Given instruction → Copy everything from the line containing "A single point falls on each instance of the bride, written" down to the end of the entries, switching "sample" to "model" wherever it occurs and leaving all else unchanged. Leave the pictures out.

Object location annotation entries
________________

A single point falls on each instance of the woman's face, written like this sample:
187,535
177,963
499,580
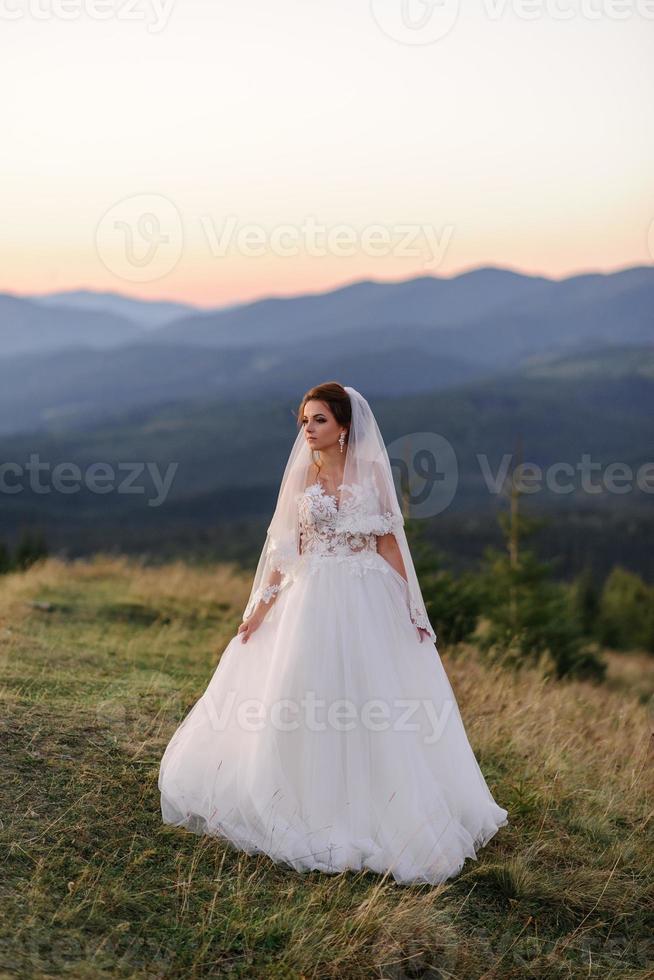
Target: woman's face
321,430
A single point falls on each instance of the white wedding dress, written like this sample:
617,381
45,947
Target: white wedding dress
332,740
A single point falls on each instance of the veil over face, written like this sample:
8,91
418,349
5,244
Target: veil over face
368,504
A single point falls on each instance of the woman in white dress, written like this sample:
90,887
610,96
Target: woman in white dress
329,737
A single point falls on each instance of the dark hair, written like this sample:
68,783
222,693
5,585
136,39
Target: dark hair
334,395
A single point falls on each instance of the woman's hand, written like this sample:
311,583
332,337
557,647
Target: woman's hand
248,626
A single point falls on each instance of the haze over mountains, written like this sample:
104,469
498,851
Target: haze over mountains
74,360
485,359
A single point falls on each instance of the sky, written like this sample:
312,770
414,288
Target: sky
215,152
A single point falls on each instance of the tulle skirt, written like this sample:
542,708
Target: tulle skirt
332,739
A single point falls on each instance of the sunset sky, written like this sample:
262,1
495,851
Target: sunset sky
217,152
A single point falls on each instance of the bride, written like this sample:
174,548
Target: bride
329,737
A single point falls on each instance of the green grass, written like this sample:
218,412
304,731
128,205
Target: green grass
94,885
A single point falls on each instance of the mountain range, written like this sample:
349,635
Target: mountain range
76,360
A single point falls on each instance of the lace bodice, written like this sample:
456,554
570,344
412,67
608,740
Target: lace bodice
320,535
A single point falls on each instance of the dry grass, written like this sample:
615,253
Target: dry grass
95,886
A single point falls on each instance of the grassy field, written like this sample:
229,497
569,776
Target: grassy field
101,660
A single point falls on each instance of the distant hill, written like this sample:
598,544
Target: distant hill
230,457
391,339
148,313
29,327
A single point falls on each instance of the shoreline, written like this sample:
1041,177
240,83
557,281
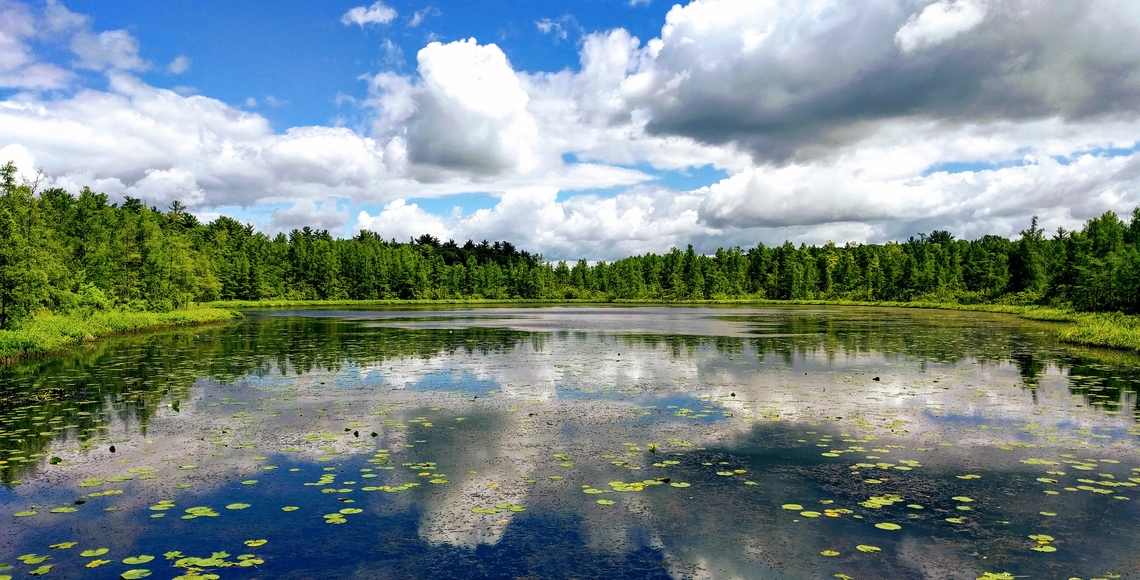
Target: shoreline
48,334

________________

Expected answer →
A single point falls on each instance of the bride, written like this model:
174,548
Target: bride
329,737
A single point falls on each instance of the green grass, written like this model:
218,412
304,731
128,205
Target: green grass
94,885
A single point falls on each instance of the mountain range, written like this model:
349,635
Target: mountain range
76,360
A single point falls on each instance of the lace bodice, written like this model:
456,554
570,344
412,67
608,740
Target: lace bodice
320,535
A single point falls on each instance of the dry grass, written like this model:
615,253
Target: dry grass
95,886
A single point falls on each instance of the grassy field, written like this model:
229,497
569,776
Target: grassy field
101,660
A single point falls on each instance of the distant hill, written like this model:
598,544
Target: distant hill
230,457
391,339
148,313
29,327
A single point falls on each instance of the shoreline, written like this model:
1041,177
240,83
557,281
Target: shoreline
48,334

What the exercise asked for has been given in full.